* GOAL OF THE EXERCISE
Reproduce the material below with every occurrence of "Mark one point per instance" swapped for "Mark a single point for each instance", keeping everything else unchanged.

** Start INFORMATION SHOWN **

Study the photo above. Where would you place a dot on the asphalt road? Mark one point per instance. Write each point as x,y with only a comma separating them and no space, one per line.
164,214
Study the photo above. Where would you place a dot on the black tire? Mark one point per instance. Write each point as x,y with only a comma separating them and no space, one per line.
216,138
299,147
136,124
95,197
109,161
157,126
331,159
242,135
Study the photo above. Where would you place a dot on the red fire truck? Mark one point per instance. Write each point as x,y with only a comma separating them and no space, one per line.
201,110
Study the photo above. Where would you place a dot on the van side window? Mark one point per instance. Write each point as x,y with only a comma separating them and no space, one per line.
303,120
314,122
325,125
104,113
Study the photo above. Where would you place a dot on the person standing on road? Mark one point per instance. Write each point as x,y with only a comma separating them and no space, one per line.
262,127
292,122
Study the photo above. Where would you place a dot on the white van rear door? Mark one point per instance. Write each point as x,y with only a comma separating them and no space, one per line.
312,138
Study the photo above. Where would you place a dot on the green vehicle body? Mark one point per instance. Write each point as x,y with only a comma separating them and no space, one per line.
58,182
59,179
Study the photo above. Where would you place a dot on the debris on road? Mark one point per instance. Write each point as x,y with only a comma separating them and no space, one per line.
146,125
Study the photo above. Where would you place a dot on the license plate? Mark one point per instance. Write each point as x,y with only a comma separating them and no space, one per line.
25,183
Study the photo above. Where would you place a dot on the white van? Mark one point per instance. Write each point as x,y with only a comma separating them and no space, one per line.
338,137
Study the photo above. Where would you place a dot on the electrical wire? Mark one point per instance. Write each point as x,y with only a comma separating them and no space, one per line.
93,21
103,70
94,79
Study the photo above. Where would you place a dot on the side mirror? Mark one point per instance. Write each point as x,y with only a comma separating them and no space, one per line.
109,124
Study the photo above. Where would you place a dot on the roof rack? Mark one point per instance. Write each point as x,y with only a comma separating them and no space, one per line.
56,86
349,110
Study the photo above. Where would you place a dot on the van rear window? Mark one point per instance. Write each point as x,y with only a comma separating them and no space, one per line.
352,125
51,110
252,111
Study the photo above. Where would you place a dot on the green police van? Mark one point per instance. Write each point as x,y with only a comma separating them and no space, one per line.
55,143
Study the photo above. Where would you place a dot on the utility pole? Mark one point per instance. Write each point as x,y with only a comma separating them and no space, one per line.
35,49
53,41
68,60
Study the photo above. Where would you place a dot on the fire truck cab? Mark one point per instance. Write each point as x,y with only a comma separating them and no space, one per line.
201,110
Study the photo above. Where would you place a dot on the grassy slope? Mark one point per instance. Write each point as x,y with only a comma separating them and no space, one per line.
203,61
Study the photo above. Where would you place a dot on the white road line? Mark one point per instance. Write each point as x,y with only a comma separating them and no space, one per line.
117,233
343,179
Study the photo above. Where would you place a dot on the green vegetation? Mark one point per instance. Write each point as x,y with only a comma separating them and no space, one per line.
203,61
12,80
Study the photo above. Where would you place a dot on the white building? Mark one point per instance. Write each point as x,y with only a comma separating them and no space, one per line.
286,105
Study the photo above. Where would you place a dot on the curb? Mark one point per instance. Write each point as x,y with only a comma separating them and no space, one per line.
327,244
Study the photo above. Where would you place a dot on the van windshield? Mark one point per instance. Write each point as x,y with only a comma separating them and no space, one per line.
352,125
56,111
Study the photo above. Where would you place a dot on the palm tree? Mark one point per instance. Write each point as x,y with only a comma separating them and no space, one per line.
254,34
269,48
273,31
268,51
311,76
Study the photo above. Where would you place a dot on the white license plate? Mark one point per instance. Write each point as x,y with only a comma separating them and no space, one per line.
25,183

** End INFORMATION SHOWN **

* WRITTEN SOLUTION
Study the photo above. Where would you place a dot on the asphalt road? Mark a single point for each instance. Write each point as x,y with only a comma separating them and no space, one per line.
164,214
Study the photo above. Where would you place a dot on the black tire? Mark a single point for each instance. Write each point as x,y with only a comma separating them and no space, one per line.
216,138
299,147
136,124
95,197
109,161
157,126
331,159
242,135
Study the photo above. Where would you place a dot on the red fire truck? Mark a single point for each instance. Write each point as x,y with only a comma separating them and no space, one per line.
201,110
Study the photo above. Where would you place a dot on the van side window? Mark a single point for each instance. Write each point as x,y with only a comma separating them and no space, one per line.
303,120
314,122
325,125
104,113
Study the photo above. Where would you place a dot on the person standing on road? Mark a single point for each instance. Write each point as x,y with only a comma separating them and no space, one per line.
262,127
292,122
Study the photo above. Where would you place a dot on the white van rear door? Mark a single point for each instance. Write each point as x,y with only a comma separating them and no space, one per line.
312,138
Study the photo above. Where would you place a dot on the green vehicle body? Mark a single point for each instance. Write each point as x,y with only a comma separating them and no space, one per line.
58,182
59,179
Study the photo above. Where would you place a dot on the debris on road? Mark a single point for each instance. Write each point as x,y with only a comma separating them and no space, one per line.
146,125
Study the photo above. Where would you place a dot on the license plate? Mark a single point for each instance. Write each point as x,y with only a comma separating them and no space, one per line.
25,183
Study the photo above. Where would you place a dot on the white van? Mark a single point for each instance. Write each point as x,y with only a comma separating them and no space, one per line.
338,137
Study the photo above. Where would you place a dot on the electrical wire? Mark a single point for each instance. Write each point as x,y with only a comma separating them and no space, one per line.
93,21
103,70
94,79
Study the photo above. Where would you place a dot on the side mirror? Mark a single point for each instance. Write each point as x,y with only a comma separating them and no space, one per line.
109,124
Study the photo above. Where would you place a dot on the roof rack? Mark a single point for each instance. Write each point as x,y with only a comma separating them and no space, one per line.
56,86
349,110
Study the photo above. Where would you place a dot on the van rear window? Mark a single point for each instance. Write each point as x,y with only a comma separating them and no space, one per line.
352,125
51,110
252,111
Study the photo above. Where would you place a dot on the green police van? Mark a single point for each instance. Write each point as x,y with only a comma separating them and no space, one per line.
55,143
Study the photo above. Where would you place a dot on the utility pole? Mark a single point for each instance. Write each point as x,y with only a comma separating them and no space, one per line.
35,49
53,41
68,60
Study the photo above. Where would you place a dot on the fire truck cab? Mark a single point for each instance. Write each point as x,y with only a comma separating them and no space, one per line.
201,110
Study the photo above. Where would you place a dot on the grassy slope? Mark a single point for each instance. Write each point as x,y with only a comma separating them and no space, one per line.
203,61
Study the photo above. Where would you place a dot on the white road line? Mark a single point for each instance. Write each point as x,y with only a comma separating them and no space, one per line.
117,233
343,179
Study the photo above. Where would you place a dot on the green vegetation? Mark a single point for each instance. Write each point as x,y with only a comma separating them and no space, one per line.
203,61
12,80
Study the photo above. Where would you place a dot on the white building? Mark a single point for each instance. Write each point as x,y with only a comma separating them and no space, one per line.
286,105
Study the photo above. Where would you place a dot on the curb? Mark a single point for each instance. Write each point as x,y with only a comma separating them and no space, one per line.
327,244
Study the photo above. Where would you place a dot on the van windshield? Mark a single point for each instance. Write each point as x,y with only a comma separating them and no space, one per line.
352,125
56,111
Study the photo above. Where would you place a dot on the palm tree? Mark a single point for each instance. Write each point as x,y with only a comma separating them and no space, one per line.
254,34
269,48
273,31
268,51
311,76
Study the photo above. Where would you place a dot on the white license plate? Mark a single point for each instance. Write each point as x,y with only a comma separating them and no space, one per line.
25,183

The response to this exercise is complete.